> What you will do:
Copy out exactly each line from the line with "person in dark" through the last line of the material below.

--- Begin ---

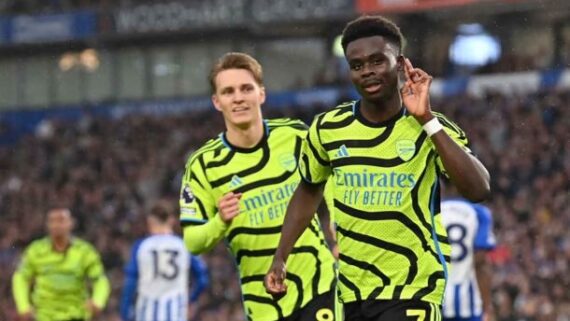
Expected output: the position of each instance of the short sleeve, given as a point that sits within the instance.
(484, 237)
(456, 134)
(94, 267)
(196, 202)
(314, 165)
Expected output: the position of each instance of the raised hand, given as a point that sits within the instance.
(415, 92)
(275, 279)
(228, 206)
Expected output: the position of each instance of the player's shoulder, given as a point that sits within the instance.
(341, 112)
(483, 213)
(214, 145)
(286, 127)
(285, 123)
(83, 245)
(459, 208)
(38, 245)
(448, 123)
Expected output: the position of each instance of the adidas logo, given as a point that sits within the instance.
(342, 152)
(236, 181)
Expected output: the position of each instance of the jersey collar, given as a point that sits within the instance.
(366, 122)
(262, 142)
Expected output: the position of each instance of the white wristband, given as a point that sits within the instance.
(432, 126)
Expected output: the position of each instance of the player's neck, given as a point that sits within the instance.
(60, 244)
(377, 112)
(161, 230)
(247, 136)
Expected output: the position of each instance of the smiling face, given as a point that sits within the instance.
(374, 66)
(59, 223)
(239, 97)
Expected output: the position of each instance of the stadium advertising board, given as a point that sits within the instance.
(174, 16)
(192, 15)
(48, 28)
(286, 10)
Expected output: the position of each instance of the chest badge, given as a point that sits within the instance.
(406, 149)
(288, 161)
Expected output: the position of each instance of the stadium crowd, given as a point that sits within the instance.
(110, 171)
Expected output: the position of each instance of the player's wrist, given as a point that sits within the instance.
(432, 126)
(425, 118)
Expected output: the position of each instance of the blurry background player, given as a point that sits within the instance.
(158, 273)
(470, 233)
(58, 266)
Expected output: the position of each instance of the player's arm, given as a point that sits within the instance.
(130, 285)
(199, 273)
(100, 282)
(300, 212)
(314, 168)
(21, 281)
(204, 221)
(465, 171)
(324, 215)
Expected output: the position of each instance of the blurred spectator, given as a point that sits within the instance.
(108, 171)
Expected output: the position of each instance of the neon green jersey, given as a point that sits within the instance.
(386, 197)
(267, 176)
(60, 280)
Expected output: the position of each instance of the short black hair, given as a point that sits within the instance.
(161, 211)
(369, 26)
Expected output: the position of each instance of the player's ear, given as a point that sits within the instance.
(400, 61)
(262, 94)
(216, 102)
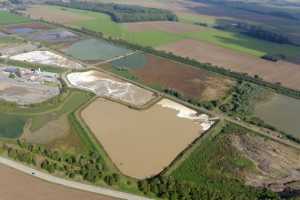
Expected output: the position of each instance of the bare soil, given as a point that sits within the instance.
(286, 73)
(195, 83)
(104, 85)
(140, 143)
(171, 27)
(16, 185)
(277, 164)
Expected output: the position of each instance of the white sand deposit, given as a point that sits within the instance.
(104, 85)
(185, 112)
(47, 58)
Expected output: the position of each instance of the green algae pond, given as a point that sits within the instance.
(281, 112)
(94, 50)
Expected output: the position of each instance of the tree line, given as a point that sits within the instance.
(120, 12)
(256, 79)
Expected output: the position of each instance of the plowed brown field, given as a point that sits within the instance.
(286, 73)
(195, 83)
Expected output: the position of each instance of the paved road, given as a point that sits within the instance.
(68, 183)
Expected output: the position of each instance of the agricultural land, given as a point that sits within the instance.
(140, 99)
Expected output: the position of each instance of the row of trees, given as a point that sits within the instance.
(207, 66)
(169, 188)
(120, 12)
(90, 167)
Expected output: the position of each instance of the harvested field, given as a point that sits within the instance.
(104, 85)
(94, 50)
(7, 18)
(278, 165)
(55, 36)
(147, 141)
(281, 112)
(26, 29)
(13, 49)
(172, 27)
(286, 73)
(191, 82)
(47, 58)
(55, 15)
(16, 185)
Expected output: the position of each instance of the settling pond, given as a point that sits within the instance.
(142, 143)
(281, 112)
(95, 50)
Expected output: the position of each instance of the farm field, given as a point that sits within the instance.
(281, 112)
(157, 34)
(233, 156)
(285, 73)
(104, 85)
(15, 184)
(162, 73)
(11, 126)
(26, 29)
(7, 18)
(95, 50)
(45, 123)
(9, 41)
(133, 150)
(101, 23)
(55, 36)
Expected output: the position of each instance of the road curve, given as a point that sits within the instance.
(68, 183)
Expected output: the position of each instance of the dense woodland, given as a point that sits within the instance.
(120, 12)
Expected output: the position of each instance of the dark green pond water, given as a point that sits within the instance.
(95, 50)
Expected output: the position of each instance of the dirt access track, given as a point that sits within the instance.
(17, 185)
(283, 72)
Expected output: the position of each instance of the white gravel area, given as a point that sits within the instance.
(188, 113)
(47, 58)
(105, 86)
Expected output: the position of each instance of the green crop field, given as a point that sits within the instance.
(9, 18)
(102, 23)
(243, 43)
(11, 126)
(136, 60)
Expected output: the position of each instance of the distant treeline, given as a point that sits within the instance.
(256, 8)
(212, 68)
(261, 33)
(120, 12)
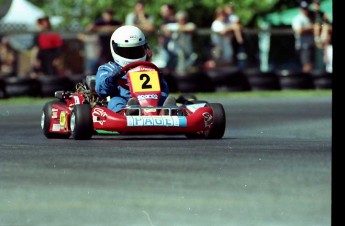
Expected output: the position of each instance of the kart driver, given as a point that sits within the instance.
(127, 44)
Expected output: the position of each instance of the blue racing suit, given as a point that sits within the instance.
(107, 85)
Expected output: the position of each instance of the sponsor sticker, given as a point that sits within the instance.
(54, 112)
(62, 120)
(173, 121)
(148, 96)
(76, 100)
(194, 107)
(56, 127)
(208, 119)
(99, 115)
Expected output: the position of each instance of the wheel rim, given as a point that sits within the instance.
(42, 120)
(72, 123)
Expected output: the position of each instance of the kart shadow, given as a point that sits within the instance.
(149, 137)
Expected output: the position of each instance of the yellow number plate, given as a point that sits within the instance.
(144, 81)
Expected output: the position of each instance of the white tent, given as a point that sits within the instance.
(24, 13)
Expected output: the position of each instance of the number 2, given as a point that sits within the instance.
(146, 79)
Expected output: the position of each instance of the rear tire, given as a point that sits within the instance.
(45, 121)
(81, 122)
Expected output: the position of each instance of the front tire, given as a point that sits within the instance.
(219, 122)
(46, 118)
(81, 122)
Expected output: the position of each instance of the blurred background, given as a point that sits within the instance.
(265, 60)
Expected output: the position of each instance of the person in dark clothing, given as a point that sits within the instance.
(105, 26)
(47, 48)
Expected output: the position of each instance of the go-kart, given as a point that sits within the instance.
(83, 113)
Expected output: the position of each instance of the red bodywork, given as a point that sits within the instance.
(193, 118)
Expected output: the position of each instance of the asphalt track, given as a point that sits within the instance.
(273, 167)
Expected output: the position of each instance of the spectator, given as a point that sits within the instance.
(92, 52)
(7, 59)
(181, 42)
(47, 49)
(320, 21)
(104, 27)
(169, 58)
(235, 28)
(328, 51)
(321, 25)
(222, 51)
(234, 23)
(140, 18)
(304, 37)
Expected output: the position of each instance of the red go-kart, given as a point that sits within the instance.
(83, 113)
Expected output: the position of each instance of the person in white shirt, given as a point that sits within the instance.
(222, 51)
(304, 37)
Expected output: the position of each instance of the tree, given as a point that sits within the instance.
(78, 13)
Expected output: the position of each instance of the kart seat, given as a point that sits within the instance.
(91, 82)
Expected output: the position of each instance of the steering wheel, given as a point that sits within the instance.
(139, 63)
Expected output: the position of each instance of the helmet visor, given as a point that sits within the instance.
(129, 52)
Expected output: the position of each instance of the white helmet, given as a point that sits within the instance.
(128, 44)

--- End ---

> Output:
Expected output: the position of each instance of the person in dark clothing, given as a point that sits within the instance.
(105, 26)
(47, 48)
Expected output: the position of each instance of the go-kart, given as a point that sits within the instance.
(83, 113)
Expected output: the position of each instance of the red bodywork, given as a point that sits within the instance.
(193, 118)
Expected output: the position of each instance of the asphalt track, given as a point that sits within the instance.
(273, 167)
Expected output: the position of each instance of the spectator, given as a point that sits within the instance.
(92, 52)
(7, 59)
(181, 42)
(47, 49)
(320, 21)
(104, 27)
(169, 58)
(235, 28)
(328, 51)
(321, 25)
(222, 51)
(234, 23)
(140, 18)
(304, 37)
Expected output: the position of each instance of the red go-kart, given as a point that sits within the instance.
(83, 113)
Expected output: the position of each instance of the person in white shirt, given as a point that sits within the instance.
(222, 51)
(304, 37)
Expected output: the position of each instance of the tree, given as a point that sits within the instance.
(78, 13)
Expected output: the position of each instance of the kart seat, given as a point that sits within the instance.
(91, 82)
Expected output: the position of each instance of the steering wheel, given as a point that sits within the instance.
(139, 63)
Expected output: the position of each instance of the helmet visor, given as a point that sits within the instance.
(129, 52)
Expected output: the position of each instance of the white helmet, given as a point that sits within the instance.
(128, 44)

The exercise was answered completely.